§ Location labeling records:
%%
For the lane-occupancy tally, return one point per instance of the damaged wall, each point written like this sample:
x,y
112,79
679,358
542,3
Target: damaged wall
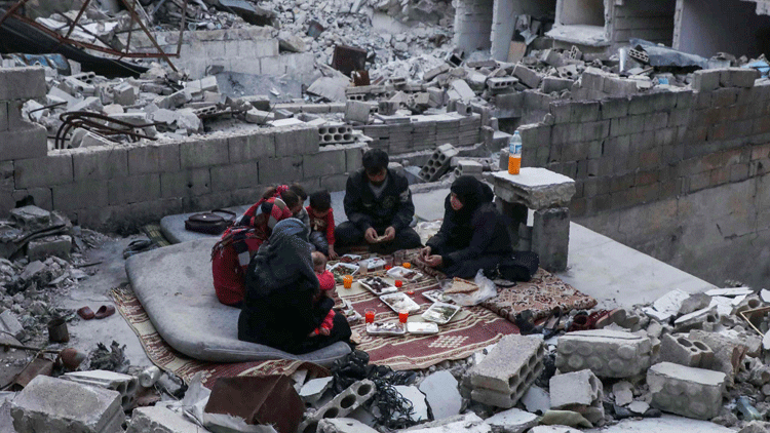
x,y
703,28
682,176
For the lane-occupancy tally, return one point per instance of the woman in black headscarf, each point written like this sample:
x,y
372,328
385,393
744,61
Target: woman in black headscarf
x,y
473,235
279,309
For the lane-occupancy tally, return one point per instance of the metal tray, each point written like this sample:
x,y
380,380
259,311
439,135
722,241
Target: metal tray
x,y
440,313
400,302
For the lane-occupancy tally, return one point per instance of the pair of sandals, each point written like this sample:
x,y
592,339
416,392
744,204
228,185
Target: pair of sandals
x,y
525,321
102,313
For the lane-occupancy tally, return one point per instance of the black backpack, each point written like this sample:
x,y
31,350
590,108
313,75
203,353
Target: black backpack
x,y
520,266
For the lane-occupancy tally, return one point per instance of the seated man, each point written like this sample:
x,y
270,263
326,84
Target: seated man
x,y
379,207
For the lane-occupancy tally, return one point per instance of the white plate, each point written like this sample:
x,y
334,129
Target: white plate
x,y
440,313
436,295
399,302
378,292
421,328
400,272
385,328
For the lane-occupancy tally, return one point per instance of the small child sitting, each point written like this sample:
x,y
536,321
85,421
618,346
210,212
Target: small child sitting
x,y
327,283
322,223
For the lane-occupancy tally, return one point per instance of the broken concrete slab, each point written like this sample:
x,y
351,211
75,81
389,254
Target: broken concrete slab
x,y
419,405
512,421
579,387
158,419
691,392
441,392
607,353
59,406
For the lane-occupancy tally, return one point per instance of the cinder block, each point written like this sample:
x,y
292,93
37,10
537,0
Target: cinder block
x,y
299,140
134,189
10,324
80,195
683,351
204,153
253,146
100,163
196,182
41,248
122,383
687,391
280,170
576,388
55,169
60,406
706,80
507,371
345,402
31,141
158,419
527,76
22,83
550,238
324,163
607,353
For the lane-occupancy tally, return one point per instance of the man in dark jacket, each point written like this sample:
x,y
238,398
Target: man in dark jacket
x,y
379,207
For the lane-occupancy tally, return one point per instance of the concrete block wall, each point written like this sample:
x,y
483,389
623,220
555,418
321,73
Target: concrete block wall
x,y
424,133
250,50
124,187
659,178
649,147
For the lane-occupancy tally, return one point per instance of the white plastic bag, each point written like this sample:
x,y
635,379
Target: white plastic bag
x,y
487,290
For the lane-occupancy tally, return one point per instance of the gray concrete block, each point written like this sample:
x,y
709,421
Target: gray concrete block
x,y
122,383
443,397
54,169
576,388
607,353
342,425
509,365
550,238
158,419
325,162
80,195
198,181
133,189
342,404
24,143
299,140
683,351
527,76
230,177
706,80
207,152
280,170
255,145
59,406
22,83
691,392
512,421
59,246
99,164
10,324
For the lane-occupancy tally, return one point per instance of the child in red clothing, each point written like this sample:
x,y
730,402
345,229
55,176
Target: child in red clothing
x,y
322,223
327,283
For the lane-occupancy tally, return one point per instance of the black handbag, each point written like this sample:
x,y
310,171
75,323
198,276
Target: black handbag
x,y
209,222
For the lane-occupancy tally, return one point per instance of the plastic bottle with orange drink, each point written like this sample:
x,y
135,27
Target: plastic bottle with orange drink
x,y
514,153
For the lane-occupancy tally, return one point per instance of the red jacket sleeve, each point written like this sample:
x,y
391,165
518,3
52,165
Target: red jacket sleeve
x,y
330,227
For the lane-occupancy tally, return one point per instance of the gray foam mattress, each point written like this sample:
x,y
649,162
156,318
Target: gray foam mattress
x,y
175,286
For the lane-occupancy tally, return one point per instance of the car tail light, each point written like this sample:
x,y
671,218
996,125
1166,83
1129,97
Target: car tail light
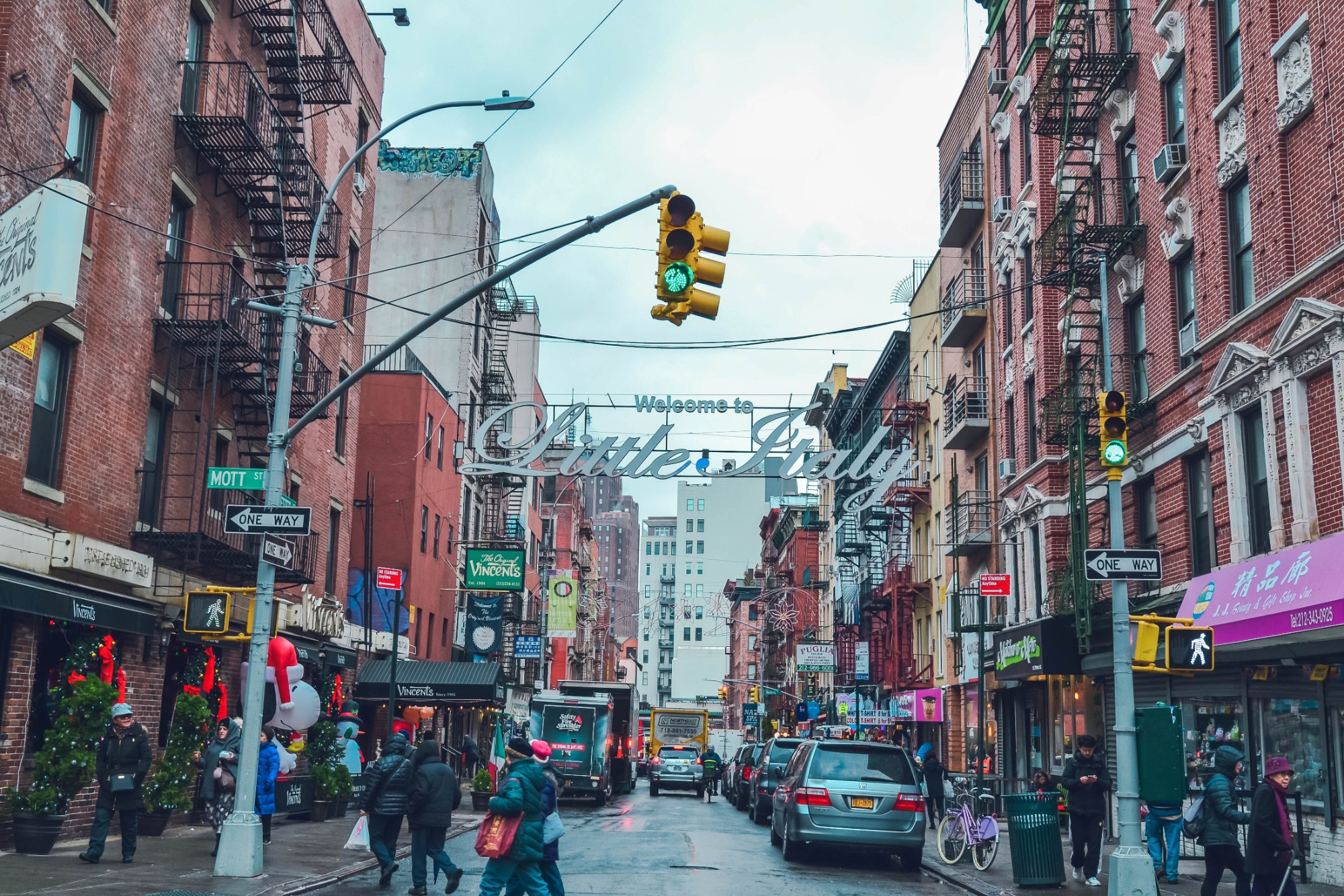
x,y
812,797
%%
§ What is needed: Write out the items from the line holding "the red jacket" through the end of the items, inclusive, swapping "gray foam mattress" for "gray foam pad" everywhere it appears and leaving everything else the same. Leave the pictures out.

§ Task answer:
For the lane-occupancy tally, return one point per instance of the red jacket sleeve, each point written like this sample:
x,y
391,165
518,3
52,165
Target: red jacket sleeve
x,y
330,227
For the lane-occupancy tally, return one point per instance of the gray foam pad, each point written like this sample:
x,y
649,162
156,318
Target: gray foam pad
x,y
175,286
For the lane-occupancy tally, return one point per instance of the car tail light, each point written like this sample:
x,y
671,218
996,125
1166,83
1129,97
Target: car tail light
x,y
812,797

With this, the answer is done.